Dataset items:

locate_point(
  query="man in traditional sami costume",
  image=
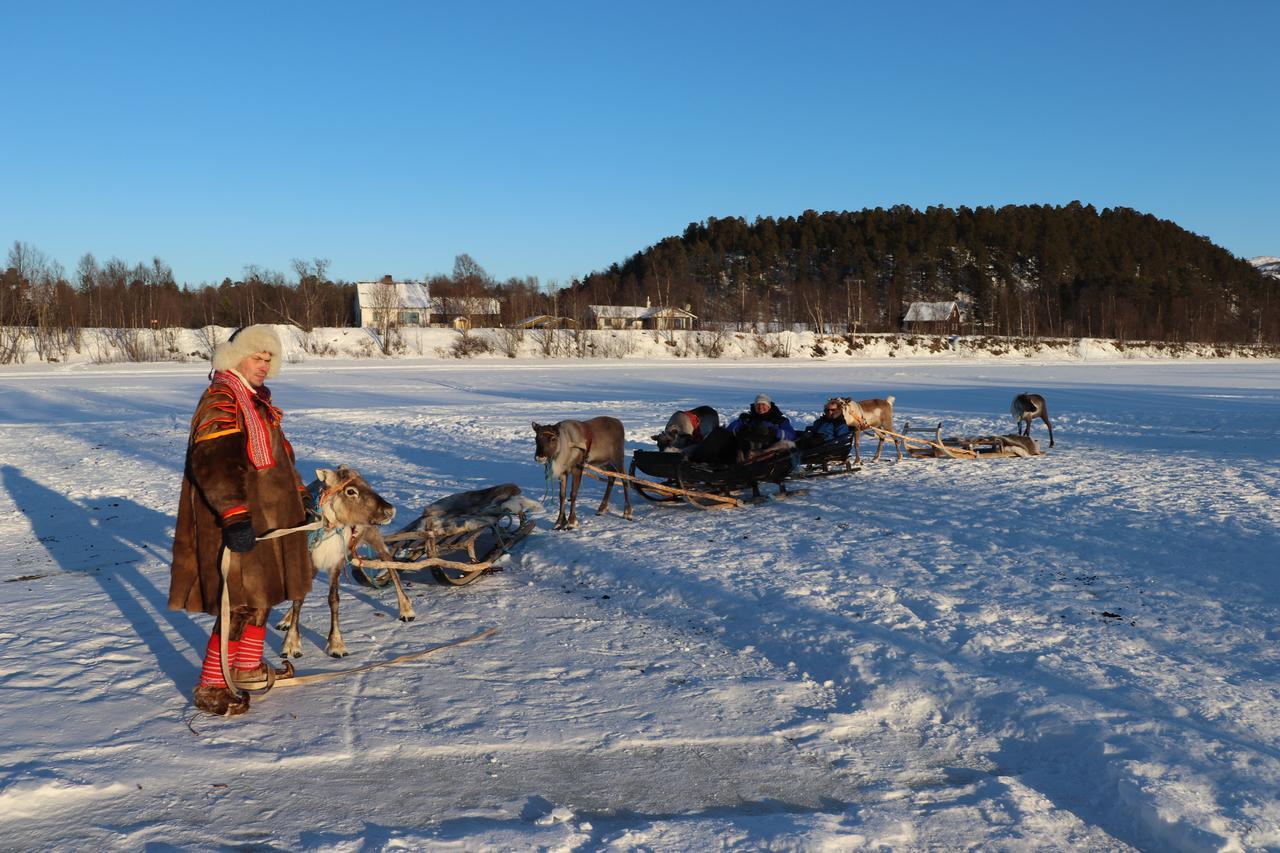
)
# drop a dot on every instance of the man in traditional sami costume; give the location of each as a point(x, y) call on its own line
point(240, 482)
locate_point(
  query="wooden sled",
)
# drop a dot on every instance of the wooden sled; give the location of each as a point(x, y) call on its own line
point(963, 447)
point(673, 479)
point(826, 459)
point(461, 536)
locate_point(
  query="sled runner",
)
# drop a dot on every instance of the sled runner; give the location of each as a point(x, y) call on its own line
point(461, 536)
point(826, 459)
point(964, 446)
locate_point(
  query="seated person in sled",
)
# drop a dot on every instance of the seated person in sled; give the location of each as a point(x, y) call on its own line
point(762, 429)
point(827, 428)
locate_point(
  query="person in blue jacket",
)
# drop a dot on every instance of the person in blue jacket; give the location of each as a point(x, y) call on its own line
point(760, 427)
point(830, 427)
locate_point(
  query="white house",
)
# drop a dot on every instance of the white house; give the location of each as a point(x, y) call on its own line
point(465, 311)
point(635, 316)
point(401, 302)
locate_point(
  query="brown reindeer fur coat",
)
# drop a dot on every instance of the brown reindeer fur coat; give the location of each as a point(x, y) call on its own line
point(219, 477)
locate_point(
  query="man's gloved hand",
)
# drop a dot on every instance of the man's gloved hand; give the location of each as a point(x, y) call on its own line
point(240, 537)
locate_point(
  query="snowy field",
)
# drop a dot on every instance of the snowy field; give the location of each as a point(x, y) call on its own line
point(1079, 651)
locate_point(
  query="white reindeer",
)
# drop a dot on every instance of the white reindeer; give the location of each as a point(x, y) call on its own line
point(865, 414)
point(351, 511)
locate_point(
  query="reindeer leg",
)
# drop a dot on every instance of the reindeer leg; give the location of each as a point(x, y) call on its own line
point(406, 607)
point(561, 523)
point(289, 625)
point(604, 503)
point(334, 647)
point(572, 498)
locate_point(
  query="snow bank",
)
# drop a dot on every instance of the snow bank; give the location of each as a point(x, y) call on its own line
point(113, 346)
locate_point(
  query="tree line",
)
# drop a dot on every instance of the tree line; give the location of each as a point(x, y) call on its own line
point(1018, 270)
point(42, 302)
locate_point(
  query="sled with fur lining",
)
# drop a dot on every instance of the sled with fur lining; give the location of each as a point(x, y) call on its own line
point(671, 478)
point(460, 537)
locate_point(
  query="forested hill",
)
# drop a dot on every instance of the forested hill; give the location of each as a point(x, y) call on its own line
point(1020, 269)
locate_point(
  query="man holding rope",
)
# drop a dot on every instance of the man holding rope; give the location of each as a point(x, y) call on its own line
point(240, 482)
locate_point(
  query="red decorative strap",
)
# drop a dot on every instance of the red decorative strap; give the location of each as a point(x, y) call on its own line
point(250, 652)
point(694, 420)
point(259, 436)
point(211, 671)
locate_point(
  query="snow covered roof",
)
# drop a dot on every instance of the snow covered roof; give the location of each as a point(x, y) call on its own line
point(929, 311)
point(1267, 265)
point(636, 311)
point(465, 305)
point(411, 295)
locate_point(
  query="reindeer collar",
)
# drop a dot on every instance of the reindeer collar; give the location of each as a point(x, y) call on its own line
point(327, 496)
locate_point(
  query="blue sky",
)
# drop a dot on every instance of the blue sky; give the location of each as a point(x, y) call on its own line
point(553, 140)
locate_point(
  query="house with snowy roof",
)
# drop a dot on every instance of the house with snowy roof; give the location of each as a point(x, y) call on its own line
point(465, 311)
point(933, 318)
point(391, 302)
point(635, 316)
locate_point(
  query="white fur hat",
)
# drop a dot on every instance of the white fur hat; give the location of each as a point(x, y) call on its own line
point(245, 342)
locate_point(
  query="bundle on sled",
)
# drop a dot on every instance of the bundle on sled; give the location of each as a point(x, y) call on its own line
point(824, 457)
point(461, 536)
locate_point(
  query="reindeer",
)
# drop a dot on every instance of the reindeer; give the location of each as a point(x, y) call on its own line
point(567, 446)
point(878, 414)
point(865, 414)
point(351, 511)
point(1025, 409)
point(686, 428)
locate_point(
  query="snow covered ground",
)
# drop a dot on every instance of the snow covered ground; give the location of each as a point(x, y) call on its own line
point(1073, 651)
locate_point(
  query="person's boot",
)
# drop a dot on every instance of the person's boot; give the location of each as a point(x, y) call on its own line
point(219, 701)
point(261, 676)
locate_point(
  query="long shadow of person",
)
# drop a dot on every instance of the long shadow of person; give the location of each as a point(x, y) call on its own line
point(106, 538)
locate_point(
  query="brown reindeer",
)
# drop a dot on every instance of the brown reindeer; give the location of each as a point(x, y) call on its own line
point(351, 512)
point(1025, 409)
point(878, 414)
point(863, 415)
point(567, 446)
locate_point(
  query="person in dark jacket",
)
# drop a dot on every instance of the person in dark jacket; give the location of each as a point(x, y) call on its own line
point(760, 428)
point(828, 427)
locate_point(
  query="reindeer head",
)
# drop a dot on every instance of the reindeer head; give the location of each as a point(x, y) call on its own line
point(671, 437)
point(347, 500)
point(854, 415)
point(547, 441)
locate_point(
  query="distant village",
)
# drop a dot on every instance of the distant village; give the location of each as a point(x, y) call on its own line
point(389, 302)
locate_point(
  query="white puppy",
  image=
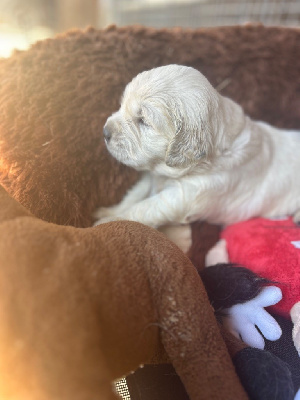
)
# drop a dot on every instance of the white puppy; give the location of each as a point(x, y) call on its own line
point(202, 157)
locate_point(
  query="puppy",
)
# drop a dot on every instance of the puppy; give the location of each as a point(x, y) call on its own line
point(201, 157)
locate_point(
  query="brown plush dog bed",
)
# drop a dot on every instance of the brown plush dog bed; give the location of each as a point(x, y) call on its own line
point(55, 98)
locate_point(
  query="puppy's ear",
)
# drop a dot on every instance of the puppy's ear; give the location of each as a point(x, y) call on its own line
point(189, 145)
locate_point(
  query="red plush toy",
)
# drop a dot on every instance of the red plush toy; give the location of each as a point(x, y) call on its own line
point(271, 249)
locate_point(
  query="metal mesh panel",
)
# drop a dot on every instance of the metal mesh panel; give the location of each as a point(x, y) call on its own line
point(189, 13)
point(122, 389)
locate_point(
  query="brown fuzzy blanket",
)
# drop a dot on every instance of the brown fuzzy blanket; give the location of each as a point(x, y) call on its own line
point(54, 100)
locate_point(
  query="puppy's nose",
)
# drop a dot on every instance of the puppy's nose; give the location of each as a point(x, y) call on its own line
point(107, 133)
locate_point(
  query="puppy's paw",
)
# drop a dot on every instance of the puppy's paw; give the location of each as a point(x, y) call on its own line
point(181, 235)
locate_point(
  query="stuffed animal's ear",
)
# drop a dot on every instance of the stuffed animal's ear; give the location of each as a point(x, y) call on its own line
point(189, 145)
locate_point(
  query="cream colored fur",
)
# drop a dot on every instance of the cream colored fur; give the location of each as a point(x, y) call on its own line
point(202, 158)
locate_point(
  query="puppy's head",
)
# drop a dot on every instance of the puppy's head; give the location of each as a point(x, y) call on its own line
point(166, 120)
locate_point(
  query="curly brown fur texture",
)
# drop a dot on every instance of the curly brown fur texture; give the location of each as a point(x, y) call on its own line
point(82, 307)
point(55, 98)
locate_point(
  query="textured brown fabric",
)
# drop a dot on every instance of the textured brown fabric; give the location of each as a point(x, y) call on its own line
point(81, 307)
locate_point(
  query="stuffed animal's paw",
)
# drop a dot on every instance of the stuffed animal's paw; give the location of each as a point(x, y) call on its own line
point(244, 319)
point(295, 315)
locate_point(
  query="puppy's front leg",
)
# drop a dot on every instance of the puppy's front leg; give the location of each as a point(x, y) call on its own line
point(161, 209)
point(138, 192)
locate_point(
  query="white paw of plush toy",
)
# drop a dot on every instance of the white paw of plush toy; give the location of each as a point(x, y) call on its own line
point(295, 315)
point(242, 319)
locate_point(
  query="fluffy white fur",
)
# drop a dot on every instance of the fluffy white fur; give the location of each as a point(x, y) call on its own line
* * *
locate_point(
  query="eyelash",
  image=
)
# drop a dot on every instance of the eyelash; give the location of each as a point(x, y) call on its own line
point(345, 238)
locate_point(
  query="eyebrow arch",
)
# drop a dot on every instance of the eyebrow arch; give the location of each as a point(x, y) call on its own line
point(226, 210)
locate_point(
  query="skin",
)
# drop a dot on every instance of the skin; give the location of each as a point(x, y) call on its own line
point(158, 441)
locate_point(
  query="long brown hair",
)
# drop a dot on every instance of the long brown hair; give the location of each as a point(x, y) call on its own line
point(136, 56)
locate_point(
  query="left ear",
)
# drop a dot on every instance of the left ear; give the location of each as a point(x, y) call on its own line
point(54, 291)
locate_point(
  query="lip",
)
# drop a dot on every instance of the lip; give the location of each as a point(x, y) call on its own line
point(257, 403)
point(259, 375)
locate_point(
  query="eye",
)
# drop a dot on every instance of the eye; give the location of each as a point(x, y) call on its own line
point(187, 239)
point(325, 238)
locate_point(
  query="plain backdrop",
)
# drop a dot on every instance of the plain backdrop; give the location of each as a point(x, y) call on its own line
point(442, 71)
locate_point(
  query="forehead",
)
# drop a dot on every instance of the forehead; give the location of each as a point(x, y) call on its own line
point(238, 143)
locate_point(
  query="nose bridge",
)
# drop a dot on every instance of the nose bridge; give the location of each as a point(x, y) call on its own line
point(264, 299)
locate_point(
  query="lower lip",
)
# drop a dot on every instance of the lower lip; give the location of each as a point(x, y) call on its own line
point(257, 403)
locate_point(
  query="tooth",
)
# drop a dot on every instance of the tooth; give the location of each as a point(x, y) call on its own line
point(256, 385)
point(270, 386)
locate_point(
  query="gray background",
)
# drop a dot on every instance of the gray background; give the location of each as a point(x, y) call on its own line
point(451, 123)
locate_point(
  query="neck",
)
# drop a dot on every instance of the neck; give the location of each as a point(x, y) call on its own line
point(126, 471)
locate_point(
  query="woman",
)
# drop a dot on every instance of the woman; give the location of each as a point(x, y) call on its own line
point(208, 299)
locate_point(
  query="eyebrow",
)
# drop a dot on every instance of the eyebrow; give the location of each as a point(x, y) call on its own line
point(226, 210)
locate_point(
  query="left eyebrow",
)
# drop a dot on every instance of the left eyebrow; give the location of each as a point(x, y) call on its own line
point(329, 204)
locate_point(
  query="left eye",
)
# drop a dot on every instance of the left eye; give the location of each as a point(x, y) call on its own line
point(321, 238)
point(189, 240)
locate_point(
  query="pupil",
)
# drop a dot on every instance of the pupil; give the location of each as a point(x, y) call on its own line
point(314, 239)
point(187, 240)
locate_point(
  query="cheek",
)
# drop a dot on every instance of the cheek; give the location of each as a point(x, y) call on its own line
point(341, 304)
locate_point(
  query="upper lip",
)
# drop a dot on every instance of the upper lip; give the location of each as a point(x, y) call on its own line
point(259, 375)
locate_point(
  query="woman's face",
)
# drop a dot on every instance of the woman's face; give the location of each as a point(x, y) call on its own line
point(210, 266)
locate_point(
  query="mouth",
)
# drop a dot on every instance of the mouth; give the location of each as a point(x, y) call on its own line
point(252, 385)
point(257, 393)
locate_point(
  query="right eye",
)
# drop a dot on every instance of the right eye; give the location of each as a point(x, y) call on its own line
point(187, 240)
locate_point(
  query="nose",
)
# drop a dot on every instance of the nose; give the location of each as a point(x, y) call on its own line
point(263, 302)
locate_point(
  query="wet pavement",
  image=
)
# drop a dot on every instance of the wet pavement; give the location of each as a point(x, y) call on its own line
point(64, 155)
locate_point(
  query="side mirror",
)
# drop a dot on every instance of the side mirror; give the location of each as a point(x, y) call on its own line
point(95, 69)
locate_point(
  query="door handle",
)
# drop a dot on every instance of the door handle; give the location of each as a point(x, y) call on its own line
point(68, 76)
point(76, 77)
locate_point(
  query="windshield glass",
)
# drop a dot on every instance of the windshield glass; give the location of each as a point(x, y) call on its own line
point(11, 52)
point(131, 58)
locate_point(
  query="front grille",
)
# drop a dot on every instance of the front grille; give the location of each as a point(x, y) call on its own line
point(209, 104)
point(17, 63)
* * *
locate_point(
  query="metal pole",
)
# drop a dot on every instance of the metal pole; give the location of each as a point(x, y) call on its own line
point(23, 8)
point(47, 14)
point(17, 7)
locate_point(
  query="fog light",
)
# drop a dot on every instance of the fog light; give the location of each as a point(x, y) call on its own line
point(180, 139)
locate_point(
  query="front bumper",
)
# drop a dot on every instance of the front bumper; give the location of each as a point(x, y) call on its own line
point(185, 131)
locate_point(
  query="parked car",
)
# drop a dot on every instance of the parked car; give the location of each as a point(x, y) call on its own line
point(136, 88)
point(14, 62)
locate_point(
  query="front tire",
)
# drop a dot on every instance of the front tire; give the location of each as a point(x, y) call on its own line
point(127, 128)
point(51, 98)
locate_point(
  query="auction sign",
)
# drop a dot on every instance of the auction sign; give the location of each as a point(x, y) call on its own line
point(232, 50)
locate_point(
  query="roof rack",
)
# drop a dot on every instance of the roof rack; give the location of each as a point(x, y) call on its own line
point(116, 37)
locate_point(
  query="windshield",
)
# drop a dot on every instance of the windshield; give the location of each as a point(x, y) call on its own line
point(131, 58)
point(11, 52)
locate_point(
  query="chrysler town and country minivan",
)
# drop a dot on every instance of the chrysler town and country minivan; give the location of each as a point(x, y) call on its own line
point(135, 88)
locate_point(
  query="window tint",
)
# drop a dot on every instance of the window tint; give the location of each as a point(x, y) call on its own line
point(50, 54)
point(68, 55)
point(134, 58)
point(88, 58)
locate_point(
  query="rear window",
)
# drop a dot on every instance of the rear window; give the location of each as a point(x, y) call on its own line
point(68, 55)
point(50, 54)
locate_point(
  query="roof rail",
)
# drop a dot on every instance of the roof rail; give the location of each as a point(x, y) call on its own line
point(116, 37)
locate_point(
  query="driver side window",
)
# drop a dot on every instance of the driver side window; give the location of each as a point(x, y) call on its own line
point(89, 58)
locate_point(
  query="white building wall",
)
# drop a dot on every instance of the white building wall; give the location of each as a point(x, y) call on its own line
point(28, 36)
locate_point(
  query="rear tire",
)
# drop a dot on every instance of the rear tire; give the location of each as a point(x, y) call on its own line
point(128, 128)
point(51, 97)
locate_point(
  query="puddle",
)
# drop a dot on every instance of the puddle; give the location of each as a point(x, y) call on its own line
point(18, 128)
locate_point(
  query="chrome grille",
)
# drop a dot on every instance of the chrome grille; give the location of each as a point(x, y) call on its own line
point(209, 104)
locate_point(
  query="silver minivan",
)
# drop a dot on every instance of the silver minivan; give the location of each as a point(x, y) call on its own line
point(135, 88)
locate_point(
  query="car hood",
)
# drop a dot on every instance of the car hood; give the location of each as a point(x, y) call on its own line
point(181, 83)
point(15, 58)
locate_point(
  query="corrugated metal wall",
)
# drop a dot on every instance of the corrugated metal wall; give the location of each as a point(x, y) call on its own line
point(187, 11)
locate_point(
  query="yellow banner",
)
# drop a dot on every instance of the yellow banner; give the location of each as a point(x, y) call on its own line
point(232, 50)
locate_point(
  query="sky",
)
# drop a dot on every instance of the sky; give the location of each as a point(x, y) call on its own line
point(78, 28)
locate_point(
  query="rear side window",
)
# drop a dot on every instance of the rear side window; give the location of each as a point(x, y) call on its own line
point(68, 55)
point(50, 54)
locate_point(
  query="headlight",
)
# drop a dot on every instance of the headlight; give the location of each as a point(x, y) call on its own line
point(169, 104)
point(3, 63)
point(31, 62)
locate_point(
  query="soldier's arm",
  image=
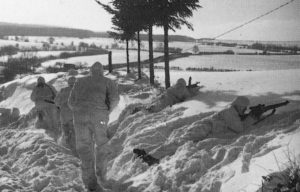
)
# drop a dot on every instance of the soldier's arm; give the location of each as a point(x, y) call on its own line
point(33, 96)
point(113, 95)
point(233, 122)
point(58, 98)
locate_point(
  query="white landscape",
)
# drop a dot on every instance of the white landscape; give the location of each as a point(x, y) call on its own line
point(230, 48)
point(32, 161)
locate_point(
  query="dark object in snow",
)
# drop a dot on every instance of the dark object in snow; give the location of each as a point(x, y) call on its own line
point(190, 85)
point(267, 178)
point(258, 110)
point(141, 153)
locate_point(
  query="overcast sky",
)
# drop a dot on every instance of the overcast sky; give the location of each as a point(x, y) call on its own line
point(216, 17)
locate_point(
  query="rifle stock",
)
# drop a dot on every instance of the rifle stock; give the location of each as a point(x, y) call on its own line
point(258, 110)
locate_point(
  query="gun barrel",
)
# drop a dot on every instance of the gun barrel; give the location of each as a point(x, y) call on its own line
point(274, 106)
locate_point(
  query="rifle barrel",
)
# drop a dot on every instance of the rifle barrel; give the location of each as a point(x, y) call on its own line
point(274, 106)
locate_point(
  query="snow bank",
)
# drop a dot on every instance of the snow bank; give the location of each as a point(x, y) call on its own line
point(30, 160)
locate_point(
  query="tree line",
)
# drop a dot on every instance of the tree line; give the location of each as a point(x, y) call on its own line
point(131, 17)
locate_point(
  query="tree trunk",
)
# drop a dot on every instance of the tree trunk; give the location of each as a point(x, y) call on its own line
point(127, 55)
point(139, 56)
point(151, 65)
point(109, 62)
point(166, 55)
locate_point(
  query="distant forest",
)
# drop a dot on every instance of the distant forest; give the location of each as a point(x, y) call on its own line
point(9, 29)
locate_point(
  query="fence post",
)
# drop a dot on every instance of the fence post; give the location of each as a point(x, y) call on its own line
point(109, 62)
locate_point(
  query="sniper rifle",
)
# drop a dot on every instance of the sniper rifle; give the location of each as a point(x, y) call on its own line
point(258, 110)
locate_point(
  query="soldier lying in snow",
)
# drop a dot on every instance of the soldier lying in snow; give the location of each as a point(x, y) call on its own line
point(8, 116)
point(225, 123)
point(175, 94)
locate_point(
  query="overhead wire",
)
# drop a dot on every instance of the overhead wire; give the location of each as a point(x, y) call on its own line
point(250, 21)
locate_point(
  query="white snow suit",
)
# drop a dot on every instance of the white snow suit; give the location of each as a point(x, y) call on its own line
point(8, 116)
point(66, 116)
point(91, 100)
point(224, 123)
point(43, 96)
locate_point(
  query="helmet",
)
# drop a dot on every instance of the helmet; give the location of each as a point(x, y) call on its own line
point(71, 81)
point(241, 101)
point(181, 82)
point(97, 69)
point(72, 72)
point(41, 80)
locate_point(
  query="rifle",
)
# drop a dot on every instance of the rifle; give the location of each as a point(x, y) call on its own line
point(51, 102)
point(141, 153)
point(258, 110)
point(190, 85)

▸ WHAT THIS TASK INVOLVES
Check each line of the data above for the string "fluffy", and copy the ones that have it.

▸ OUTPUT FOR THIS EXERCISE
  query="fluffy white fur",
# drop a dot on every instance of the fluffy white fur; give the location of each as a point(x, y) call on its own line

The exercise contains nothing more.